TEXTE À LIRE
:::

Du 3 au 8 juillet 1971, accompagné de huit clercs et une quarantaine de laïcs, Monseigneur Biayenda séjourne à Matadi via Kinshasa, pour l’ordination épiscopale de Son Excellence Monseigneur Raphaël Lubaki. De retour à Brazzaville, la joie du séjour à Matadi trouve son prolongement dans la réussite au Brevet de deux juvénistes des Religieuses Congolaises de Notre-Dame du Rosaire. Les séminaristes de Mbamou ont été également brillants ; mais le chou blanc des candidats Frères diocésains de St Joseph arrache quelque regret à l’Archevêque.

:::

TÂCHES DEMANDÉES
1. Résumez en deux phrases le passage sur Monseigneur Biayenda.
2. Renvoyez sans rien changer la portion du passage sur Monseigneur Biayenda qui s'ouvre sur les mots contenant « Du 3 au 8 juillet » et se clôt sur « regret à l’Archevêque. ».
Le matériel qui suit ne joue aucun rôle ici.

DONNÉES ÉTUDIÉES
:::

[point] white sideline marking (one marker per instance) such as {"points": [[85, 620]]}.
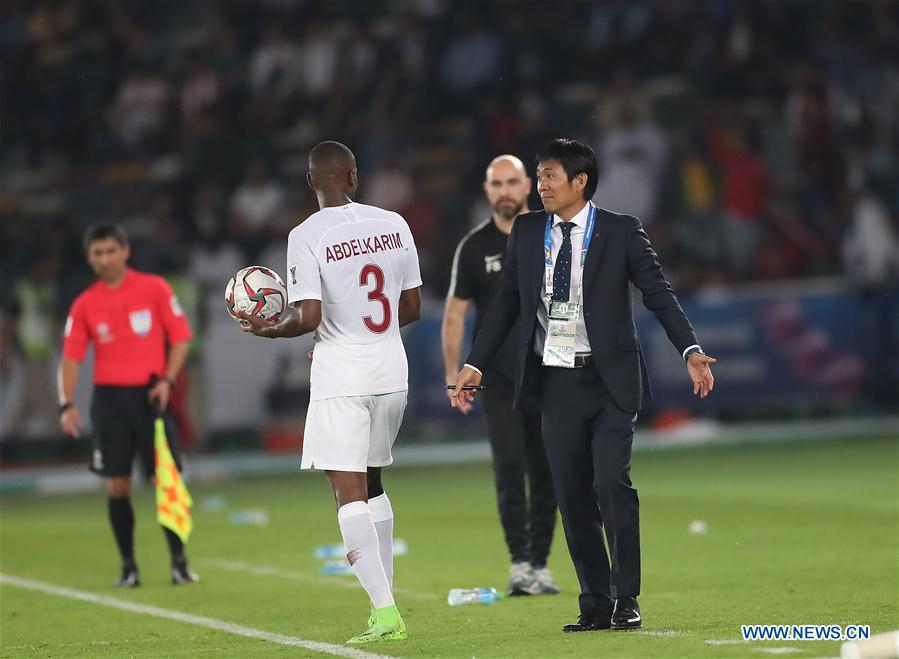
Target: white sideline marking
{"points": [[190, 619], [264, 570]]}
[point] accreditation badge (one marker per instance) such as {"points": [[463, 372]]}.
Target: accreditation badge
{"points": [[558, 350], [141, 322]]}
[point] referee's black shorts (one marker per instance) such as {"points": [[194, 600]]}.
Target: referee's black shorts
{"points": [[124, 423]]}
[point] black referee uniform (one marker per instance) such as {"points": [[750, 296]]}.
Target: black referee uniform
{"points": [[524, 488]]}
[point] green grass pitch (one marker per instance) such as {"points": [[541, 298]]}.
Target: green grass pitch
{"points": [[797, 533]]}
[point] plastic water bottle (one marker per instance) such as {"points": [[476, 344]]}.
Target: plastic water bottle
{"points": [[255, 517], [332, 568], [459, 596], [324, 552]]}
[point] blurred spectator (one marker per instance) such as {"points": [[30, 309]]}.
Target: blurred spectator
{"points": [[256, 206], [472, 56], [631, 156], [319, 59], [746, 187], [140, 108], [276, 65], [389, 187], [35, 295], [200, 89], [871, 245]]}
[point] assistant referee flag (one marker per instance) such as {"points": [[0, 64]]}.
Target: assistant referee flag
{"points": [[173, 501]]}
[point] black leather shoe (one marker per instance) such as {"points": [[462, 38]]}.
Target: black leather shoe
{"points": [[589, 622], [626, 614]]}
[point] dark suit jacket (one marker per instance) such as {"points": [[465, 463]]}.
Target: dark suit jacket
{"points": [[619, 254]]}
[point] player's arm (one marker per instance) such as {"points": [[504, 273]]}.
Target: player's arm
{"points": [[299, 318], [410, 306], [74, 346], [452, 332], [161, 392], [66, 379]]}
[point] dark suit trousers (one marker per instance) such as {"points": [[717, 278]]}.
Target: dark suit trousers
{"points": [[528, 516], [588, 442]]}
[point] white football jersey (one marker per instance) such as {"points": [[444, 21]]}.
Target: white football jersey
{"points": [[356, 259]]}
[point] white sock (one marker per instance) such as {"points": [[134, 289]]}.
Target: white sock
{"points": [[361, 543], [382, 514]]}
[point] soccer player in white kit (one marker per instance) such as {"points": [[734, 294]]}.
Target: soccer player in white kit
{"points": [[353, 279]]}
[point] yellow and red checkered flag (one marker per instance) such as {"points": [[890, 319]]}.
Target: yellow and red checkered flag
{"points": [[173, 501]]}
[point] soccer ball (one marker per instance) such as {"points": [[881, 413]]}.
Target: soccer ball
{"points": [[257, 290]]}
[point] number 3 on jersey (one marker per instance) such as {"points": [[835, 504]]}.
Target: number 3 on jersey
{"points": [[375, 295]]}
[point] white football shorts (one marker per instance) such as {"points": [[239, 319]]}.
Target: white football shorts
{"points": [[352, 433]]}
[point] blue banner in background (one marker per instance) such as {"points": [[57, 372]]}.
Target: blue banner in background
{"points": [[790, 352]]}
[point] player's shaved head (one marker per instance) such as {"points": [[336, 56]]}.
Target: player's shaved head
{"points": [[507, 187], [331, 158], [506, 159], [332, 173]]}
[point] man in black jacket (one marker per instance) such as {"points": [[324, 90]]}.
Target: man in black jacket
{"points": [[524, 489], [566, 280]]}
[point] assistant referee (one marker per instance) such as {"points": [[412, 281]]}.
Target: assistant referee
{"points": [[140, 337], [524, 488]]}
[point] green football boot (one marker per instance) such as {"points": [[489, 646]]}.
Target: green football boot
{"points": [[386, 624]]}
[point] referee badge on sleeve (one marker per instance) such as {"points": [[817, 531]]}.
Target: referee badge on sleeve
{"points": [[176, 306], [141, 322]]}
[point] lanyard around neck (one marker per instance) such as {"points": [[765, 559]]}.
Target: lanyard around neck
{"points": [[548, 248]]}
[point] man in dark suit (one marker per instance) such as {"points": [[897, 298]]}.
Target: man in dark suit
{"points": [[567, 279]]}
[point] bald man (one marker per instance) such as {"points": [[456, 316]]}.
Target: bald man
{"points": [[353, 279], [528, 515]]}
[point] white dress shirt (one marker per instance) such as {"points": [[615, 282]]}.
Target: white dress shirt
{"points": [[581, 342]]}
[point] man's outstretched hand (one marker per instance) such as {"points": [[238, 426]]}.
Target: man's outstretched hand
{"points": [[256, 326], [698, 367], [461, 398]]}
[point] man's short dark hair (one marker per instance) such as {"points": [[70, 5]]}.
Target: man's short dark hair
{"points": [[575, 158], [104, 230]]}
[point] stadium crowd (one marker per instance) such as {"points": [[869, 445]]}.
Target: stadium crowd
{"points": [[757, 141]]}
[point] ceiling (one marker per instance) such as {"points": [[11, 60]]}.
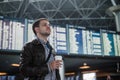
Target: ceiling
{"points": [[88, 13]]}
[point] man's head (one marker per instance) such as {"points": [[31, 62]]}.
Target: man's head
{"points": [[41, 27]]}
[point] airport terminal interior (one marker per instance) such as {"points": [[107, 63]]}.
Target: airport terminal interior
{"points": [[85, 33]]}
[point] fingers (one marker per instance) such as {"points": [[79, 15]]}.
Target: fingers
{"points": [[55, 64]]}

:::

RÉPONSES PAR TÂCHE
1. Du 3 au 8 juillet 1971, Monseigneur Biayenda séjourne à Matadi, via Kinshasa, avec huit clercs et une quarantaine de laïcs pour l'ordination épiscopale de Monseigneur Raphaël Lubaki. De retour à Brazzaville, la joie de ce séjour se prolonge avec la réussite au Brevet de deux juvénistes des Religieuses Congolaises de Notre-Dame du Rosaire, et les séminaristes de Mbamou brillent aussi, mais l'échec des candidats Frères diocésains de St Joseph laisse un regret à l'Archevêque.

2.
Du 3 au 8 juillet 1971, accompagné de huit clercs et une quarantaine de laïcs, Monseigneur Biayenda séjourne à Matadi via Kinshasa, pour l’ordination épiscopale de Son Excellence Monseigneur Raphaël Lubaki. De retour à Brazzaville, la joie du séjour à Matadi trouve son prolongement dans la réussite au Brevet de deux juvénistes des Religieuses Congolaises de Notre-Dame du Rosaire. Les séminaristes de Mbamou ont été également brillants ; mais le chou blanc des candidats Frères diocésains de St Joseph arrache quelque regret à l’Archevêque.